#### Data to use:
◇ ◇ ◇ ◇

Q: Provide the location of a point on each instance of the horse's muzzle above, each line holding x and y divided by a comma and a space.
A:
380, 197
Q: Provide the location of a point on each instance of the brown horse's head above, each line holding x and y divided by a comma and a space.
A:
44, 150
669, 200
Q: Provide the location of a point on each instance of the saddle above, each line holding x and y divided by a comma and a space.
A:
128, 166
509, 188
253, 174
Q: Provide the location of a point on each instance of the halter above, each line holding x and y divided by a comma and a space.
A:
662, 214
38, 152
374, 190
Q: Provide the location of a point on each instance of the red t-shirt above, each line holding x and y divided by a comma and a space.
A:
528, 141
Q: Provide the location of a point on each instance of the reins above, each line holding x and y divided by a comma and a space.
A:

◇ ◇ ◇ ◇

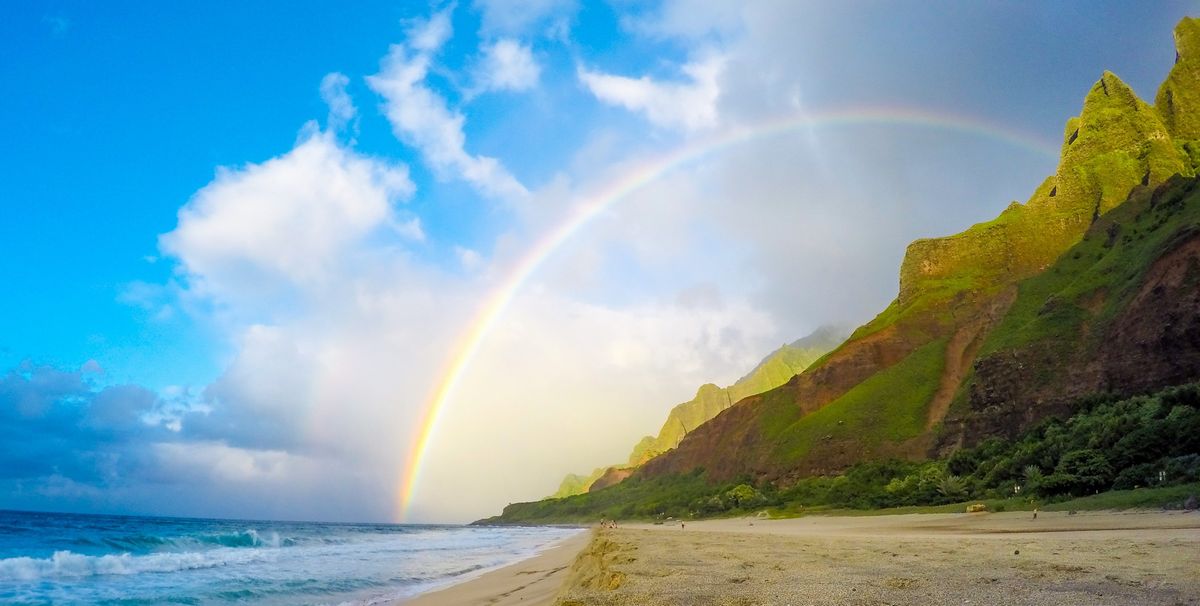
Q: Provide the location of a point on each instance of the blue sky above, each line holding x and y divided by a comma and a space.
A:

◇ ◇ ◇ ◇

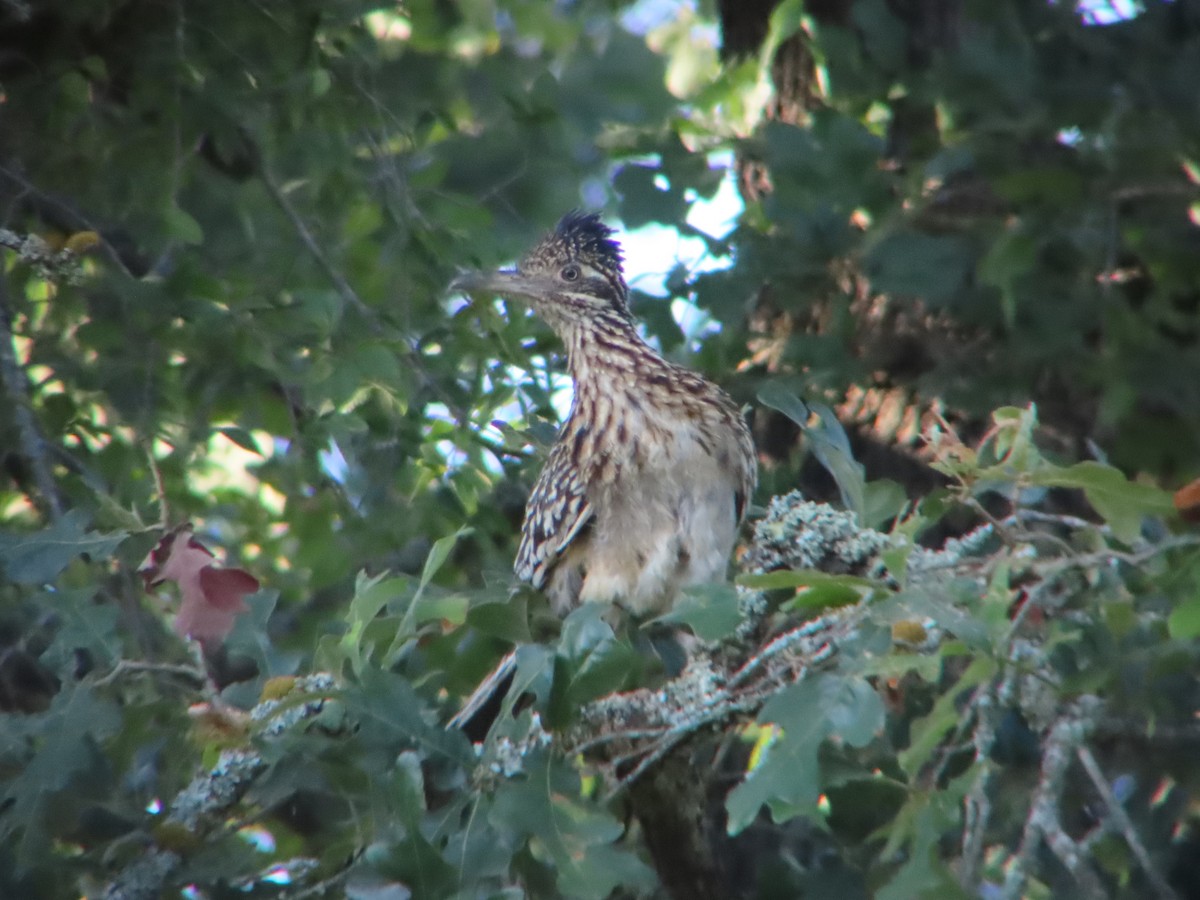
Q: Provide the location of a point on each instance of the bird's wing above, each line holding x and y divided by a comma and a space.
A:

◇ ◇ ◇ ◇

#### Exercise:
Using the records above, copy each line that contains "horse".

#### Written answer:
Q: Provide the location of a point on each instance of the horse's muzzle above, each line holding x and y divided by a comma and a space.
Q: Provide the location of a point on each instance of the brown horse's head above, each line holding x and y divided by a comma and a space.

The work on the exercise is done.